--- What is expected ---
Write out, without any change, the lines in the material below that run from the line with "TARGET = dry grass strands" through the line with "TARGET = sheer white cloth", both included.
*** Exercise inputs Section Begins ***
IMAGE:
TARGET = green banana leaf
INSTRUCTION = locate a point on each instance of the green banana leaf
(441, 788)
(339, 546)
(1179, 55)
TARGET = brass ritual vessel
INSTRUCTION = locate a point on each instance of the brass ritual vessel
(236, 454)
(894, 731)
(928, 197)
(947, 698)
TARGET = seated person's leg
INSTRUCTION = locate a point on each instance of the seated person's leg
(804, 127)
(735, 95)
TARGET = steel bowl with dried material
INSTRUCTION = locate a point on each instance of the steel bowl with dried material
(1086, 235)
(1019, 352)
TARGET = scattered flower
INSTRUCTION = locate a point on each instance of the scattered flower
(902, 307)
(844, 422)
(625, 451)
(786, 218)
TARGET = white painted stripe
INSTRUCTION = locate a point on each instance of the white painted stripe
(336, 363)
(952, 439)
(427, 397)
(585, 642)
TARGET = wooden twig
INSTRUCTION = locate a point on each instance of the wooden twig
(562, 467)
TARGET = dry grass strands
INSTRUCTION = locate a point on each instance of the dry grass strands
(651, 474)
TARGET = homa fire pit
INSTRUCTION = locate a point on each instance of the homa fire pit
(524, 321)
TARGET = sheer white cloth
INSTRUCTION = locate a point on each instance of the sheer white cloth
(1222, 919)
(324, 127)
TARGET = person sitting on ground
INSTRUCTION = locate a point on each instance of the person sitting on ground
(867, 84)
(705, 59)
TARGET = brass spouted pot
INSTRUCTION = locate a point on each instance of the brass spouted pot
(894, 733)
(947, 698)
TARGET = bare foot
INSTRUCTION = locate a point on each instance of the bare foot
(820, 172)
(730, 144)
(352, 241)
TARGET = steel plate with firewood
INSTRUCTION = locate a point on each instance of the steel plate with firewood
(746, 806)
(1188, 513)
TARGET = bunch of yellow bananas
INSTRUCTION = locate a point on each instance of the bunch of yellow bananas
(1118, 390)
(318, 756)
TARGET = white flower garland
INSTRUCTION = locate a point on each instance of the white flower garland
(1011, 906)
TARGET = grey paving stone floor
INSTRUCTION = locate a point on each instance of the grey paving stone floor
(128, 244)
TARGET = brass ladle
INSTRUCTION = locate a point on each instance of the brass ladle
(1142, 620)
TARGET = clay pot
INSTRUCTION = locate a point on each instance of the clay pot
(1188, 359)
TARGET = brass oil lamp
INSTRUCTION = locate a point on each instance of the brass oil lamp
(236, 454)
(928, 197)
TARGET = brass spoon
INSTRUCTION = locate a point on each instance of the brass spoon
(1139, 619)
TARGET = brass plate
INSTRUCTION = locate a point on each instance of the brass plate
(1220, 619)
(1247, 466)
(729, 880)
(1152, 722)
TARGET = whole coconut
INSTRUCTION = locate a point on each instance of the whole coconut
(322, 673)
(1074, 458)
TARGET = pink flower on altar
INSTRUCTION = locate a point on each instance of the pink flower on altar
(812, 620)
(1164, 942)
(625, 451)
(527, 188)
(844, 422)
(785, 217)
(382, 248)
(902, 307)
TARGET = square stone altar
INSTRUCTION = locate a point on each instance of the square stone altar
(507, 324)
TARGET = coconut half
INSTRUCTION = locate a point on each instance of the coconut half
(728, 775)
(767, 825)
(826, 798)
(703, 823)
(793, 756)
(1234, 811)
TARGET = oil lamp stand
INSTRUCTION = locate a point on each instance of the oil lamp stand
*** Exercise inputs Section Ends ***
--- Task output ---
TARGET = dry grass strands
INSTRUCTION = locate a point on each instance of the dry grass strands
(651, 474)
TARGET = homa fire pit
INSTRUCTION = locate a point on each instance of the homa fire pit
(524, 321)
TARGET = sheer white cloth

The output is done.